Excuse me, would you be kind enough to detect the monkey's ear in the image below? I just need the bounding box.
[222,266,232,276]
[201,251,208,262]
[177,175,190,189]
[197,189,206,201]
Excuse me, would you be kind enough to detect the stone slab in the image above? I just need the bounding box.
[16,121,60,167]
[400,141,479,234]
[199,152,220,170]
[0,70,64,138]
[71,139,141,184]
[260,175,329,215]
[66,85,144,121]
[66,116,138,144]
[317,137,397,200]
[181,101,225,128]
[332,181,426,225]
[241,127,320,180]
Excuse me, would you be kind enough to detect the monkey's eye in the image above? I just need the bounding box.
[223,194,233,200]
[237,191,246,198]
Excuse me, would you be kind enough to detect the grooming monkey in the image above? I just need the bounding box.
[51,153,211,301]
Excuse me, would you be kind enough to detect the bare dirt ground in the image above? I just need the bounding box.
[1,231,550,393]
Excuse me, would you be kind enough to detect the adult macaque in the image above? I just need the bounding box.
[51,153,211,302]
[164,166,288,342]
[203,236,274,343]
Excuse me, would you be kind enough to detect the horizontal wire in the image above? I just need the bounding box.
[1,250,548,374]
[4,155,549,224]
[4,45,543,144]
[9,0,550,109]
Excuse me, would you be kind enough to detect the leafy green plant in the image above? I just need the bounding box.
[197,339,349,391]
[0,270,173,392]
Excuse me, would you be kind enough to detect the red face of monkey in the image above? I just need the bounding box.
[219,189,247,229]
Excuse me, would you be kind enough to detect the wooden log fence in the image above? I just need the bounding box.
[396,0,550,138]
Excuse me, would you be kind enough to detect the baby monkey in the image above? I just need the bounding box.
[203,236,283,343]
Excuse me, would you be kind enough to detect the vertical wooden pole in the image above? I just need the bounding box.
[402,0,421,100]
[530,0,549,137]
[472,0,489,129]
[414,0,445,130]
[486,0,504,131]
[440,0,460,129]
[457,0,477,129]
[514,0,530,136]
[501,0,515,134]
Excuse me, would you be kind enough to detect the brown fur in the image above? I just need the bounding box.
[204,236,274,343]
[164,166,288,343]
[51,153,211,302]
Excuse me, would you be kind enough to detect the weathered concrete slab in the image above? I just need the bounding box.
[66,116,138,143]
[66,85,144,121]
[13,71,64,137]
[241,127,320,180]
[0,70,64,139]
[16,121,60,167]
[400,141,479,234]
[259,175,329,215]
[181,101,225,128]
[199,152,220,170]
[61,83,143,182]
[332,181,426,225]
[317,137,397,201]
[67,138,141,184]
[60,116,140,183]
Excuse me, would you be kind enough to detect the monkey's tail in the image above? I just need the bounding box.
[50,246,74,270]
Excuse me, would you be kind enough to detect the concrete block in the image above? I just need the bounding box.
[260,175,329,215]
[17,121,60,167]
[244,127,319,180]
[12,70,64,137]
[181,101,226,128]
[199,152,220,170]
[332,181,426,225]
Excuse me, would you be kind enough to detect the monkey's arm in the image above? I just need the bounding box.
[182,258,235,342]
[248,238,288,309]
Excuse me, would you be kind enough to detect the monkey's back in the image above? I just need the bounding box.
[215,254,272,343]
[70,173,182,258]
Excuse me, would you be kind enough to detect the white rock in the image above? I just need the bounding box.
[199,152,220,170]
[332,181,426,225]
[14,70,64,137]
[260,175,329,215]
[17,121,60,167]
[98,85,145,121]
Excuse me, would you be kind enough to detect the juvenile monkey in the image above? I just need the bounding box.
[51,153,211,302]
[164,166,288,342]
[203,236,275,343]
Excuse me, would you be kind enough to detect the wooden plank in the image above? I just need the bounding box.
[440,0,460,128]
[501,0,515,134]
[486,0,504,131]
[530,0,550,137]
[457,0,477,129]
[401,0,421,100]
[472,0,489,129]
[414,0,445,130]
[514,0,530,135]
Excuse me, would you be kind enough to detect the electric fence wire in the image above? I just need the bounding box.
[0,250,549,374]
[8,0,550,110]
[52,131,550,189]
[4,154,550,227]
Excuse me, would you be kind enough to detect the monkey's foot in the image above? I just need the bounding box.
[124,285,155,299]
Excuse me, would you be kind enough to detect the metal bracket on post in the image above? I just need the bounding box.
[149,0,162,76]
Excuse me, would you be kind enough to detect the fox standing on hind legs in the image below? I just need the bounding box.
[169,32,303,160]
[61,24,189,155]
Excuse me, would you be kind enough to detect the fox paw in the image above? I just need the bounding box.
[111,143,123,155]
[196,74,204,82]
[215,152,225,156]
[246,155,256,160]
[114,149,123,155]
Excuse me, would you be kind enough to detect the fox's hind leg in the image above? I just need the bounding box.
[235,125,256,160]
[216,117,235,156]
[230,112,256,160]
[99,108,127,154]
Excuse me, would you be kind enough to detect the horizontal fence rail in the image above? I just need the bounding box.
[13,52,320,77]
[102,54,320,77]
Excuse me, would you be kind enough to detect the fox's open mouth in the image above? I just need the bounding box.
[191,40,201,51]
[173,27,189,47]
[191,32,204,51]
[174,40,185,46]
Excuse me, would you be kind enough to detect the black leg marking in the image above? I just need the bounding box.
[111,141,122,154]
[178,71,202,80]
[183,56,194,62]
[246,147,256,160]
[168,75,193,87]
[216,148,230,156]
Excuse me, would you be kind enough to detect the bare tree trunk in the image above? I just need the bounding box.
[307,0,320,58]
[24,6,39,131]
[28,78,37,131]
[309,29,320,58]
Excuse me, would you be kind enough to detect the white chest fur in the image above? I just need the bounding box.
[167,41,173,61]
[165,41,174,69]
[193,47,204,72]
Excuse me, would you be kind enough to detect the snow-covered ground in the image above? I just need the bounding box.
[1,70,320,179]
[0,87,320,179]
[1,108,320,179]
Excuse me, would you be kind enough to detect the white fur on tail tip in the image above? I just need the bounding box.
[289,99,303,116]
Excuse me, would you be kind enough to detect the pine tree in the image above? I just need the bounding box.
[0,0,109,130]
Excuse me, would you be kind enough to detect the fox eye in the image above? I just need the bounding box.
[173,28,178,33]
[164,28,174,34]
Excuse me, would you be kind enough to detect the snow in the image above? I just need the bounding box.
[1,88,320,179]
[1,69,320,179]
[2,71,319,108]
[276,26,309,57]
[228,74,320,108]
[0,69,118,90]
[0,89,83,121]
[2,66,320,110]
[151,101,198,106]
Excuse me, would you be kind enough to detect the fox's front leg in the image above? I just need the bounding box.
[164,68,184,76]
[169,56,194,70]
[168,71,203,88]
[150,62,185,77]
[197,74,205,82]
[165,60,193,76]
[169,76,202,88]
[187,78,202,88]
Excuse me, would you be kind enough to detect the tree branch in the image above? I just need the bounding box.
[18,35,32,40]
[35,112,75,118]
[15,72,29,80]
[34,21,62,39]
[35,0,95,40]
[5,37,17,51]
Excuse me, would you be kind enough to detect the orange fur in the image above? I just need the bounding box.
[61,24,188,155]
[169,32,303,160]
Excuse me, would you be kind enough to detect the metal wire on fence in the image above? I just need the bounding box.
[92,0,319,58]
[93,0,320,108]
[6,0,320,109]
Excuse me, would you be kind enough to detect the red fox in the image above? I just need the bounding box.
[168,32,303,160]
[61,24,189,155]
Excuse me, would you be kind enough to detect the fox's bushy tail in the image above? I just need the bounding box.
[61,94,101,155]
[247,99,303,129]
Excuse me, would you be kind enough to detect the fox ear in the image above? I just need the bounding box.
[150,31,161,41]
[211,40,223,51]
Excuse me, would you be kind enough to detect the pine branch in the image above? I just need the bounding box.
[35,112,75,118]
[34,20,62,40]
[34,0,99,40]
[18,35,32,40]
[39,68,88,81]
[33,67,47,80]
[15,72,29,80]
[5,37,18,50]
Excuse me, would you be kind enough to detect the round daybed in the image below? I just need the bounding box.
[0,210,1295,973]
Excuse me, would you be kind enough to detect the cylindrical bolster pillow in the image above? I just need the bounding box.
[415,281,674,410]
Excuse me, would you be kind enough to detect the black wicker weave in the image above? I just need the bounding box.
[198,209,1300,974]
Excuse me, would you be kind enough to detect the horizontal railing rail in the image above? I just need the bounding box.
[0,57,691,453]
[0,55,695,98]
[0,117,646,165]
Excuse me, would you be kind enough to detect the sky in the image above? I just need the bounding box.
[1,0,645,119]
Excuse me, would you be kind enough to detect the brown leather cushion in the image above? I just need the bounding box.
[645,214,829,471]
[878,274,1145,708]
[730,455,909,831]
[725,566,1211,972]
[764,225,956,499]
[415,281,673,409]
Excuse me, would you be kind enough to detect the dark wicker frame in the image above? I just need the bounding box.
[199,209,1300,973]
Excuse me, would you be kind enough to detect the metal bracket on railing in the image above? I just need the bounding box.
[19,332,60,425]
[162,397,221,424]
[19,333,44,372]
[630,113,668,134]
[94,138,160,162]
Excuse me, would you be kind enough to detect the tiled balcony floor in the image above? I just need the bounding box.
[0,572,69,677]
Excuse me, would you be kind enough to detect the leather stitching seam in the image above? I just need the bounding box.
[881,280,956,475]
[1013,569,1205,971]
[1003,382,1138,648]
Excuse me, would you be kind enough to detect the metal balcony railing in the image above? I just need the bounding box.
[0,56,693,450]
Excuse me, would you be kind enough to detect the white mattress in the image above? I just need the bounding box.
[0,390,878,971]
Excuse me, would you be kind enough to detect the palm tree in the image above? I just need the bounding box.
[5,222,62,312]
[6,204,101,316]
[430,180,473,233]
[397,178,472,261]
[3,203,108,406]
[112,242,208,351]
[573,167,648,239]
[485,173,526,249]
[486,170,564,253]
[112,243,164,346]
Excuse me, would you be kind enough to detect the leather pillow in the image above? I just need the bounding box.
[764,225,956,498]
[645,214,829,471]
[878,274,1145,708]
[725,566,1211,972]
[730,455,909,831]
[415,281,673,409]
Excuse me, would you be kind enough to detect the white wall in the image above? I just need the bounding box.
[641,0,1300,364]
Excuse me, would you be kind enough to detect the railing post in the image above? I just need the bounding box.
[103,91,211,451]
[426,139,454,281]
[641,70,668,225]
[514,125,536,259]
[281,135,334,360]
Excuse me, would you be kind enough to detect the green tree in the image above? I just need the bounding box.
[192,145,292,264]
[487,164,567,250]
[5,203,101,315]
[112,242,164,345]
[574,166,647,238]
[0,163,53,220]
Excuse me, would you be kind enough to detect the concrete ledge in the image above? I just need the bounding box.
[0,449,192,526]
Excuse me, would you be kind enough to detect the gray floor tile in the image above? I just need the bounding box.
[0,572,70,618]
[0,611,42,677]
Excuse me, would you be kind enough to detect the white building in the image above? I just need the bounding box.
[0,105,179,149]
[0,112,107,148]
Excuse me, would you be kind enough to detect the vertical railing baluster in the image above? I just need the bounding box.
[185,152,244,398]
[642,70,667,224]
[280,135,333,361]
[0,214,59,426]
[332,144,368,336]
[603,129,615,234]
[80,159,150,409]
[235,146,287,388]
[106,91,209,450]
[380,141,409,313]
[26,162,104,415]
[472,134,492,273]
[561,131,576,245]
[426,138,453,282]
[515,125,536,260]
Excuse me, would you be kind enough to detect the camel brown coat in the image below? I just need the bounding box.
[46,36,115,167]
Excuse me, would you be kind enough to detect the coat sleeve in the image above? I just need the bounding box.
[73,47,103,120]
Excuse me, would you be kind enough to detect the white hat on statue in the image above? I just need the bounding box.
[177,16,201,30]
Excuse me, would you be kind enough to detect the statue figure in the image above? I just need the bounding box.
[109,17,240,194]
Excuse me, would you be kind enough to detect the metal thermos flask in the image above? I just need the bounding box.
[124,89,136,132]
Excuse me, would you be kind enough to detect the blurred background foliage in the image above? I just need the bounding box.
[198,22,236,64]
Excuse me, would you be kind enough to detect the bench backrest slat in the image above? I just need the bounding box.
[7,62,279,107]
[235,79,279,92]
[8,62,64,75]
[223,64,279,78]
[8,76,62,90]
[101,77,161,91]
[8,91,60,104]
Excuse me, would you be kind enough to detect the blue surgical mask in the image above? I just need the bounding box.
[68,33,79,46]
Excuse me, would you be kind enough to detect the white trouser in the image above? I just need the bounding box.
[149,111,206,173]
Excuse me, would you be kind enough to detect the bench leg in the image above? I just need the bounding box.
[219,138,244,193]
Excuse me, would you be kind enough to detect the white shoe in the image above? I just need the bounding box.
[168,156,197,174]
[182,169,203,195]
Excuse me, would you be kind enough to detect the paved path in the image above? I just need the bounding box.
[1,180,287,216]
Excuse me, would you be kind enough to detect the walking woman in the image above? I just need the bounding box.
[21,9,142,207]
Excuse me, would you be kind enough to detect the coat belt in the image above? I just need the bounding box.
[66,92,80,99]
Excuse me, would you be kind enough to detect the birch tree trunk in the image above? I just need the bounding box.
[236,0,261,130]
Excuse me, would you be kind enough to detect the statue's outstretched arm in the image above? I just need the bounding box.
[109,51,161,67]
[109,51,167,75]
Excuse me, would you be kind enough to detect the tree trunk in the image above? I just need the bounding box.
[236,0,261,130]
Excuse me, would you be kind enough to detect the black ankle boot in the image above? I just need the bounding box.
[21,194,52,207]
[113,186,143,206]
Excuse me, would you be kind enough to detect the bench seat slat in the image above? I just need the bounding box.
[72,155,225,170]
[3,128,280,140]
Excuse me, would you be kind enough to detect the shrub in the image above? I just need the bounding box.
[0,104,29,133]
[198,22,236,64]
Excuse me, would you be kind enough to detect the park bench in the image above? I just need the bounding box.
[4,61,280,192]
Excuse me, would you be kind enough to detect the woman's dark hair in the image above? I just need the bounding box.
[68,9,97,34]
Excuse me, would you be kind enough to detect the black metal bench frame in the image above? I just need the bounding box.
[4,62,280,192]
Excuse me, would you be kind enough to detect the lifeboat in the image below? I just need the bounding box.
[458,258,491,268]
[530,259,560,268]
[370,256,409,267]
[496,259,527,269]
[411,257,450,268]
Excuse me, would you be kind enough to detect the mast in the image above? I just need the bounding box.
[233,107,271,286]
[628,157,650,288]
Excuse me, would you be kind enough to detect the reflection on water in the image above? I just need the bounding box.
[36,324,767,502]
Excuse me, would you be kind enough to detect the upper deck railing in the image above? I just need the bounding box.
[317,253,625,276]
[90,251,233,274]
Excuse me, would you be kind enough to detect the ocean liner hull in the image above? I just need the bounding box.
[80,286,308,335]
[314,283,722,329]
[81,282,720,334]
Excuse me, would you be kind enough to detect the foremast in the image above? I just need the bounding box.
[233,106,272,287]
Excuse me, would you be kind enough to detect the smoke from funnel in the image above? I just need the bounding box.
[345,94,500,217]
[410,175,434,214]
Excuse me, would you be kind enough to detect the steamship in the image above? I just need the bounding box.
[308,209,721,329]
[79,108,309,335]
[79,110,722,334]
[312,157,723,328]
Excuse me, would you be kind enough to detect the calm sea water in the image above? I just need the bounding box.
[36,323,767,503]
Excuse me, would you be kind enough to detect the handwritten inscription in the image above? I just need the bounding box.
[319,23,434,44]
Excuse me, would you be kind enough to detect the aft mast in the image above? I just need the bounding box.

### Exercise instructions
Reproduce each line, exactly as it appears, from the one that contains "Excuse me, would you be kind enough to detect the foremast" through the last line of the records. Add no other lines.

### Response for this exercise
Excuse me, would you be kind enough to detect the foremast in the image above? I just need the bounding box.
[233,106,272,287]
Excuse me, would you be kind enough to detect the smoke from funnel in the image above? I just need the bounding box.
[345,94,500,217]
[410,175,434,214]
Excuse me, would you be kind enough to detect the steamship in the image above? I just need the bounding box.
[308,209,721,329]
[79,108,309,335]
[79,110,722,334]
[312,157,723,328]
Excuse me, would you be kind enough to detect the calm sea water in the image above? I just need the bounding box.
[36,323,767,503]
Excuse me, would you be kind enough to detect the handwritten inscription in the image above? I just need the bounding box.
[319,23,434,44]
Excuse me, would you be kind enough to detect the aft mast in the image above? I just need the bounding box.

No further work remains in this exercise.